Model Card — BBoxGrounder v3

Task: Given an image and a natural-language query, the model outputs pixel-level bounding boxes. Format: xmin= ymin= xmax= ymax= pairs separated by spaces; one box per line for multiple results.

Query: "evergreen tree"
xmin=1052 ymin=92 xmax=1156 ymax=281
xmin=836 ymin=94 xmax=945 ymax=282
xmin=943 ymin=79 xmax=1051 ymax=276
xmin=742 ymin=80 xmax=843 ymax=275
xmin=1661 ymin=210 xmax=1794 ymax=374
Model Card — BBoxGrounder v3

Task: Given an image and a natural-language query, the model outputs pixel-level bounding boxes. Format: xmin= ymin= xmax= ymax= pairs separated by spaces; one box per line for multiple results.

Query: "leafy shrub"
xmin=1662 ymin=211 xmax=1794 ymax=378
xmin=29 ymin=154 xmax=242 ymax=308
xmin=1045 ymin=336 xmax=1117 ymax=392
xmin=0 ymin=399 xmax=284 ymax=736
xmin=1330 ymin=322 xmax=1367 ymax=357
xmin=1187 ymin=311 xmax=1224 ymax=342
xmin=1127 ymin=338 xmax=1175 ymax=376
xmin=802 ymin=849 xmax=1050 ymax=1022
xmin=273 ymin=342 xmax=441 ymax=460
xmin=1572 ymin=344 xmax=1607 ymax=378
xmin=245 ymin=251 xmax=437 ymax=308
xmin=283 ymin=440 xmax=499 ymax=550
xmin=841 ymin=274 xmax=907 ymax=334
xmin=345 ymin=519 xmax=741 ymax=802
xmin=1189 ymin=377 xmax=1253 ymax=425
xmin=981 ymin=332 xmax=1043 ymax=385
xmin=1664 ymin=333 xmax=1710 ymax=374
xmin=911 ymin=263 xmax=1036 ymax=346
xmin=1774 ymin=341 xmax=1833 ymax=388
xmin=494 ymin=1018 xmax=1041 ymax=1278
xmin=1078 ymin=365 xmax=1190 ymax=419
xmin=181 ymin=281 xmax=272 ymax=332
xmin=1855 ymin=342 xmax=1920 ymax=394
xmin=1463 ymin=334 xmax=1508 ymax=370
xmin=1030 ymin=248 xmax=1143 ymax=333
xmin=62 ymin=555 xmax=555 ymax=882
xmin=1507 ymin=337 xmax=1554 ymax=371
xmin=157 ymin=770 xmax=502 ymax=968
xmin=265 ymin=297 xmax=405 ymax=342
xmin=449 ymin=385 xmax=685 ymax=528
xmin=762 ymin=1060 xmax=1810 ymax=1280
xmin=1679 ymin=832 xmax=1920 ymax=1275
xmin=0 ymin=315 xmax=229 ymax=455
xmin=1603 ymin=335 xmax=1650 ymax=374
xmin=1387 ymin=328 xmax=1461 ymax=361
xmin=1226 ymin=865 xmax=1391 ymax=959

> [THE PROBLEM] This exercise calls for an exact reproduction of the material.

> [THE COMPLETED TASK]
Model Card — BBoxGrounder v3

Task: Given an image and a natural-language query, the model outputs pixel-level bounding boxes. Format: xmin= ymin= xmax= ymax= pairs separated by spaces; one box per line for multiple results.

Query: "evergreen tree"
xmin=1052 ymin=92 xmax=1156 ymax=281
xmin=836 ymin=94 xmax=945 ymax=282
xmin=943 ymin=79 xmax=1051 ymax=276
xmin=742 ymin=80 xmax=843 ymax=275
xmin=1661 ymin=210 xmax=1794 ymax=374
Model Card — BBoxGrounder v3

Task: Given an image and a natural-language query, the model outputs pixel-level bounding boxes. Format: xmin= ymin= xmax= ymax= pairs separated by spaces; one box per line for multiple results.

Query: "leafy shrub"
xmin=1662 ymin=211 xmax=1794 ymax=378
xmin=29 ymin=154 xmax=242 ymax=308
xmin=1045 ymin=336 xmax=1117 ymax=392
xmin=0 ymin=399 xmax=284 ymax=736
xmin=1330 ymin=322 xmax=1367 ymax=357
xmin=1187 ymin=311 xmax=1224 ymax=342
xmin=1127 ymin=338 xmax=1175 ymax=376
xmin=802 ymin=849 xmax=1050 ymax=1022
xmin=273 ymin=342 xmax=441 ymax=460
xmin=1572 ymin=344 xmax=1607 ymax=378
xmin=245 ymin=251 xmax=437 ymax=308
xmin=283 ymin=440 xmax=499 ymax=550
xmin=841 ymin=274 xmax=907 ymax=334
xmin=345 ymin=519 xmax=741 ymax=802
xmin=1189 ymin=377 xmax=1253 ymax=425
xmin=981 ymin=332 xmax=1043 ymax=385
xmin=1664 ymin=333 xmax=1710 ymax=374
xmin=911 ymin=263 xmax=1036 ymax=346
xmin=1774 ymin=341 xmax=1833 ymax=388
xmin=494 ymin=1018 xmax=1041 ymax=1278
xmin=1078 ymin=365 xmax=1190 ymax=419
xmin=181 ymin=281 xmax=272 ymax=332
xmin=1855 ymin=342 xmax=1920 ymax=394
xmin=1463 ymin=334 xmax=1508 ymax=370
xmin=1030 ymin=248 xmax=1143 ymax=333
xmin=62 ymin=555 xmax=555 ymax=882
xmin=1507 ymin=337 xmax=1554 ymax=371
xmin=157 ymin=770 xmax=502 ymax=968
xmin=265 ymin=297 xmax=405 ymax=342
xmin=449 ymin=385 xmax=685 ymax=528
xmin=762 ymin=1060 xmax=1810 ymax=1280
xmin=1679 ymin=832 xmax=1920 ymax=1275
xmin=0 ymin=315 xmax=229 ymax=455
xmin=1603 ymin=335 xmax=1650 ymax=374
xmin=1387 ymin=328 xmax=1461 ymax=361
xmin=1226 ymin=865 xmax=1391 ymax=959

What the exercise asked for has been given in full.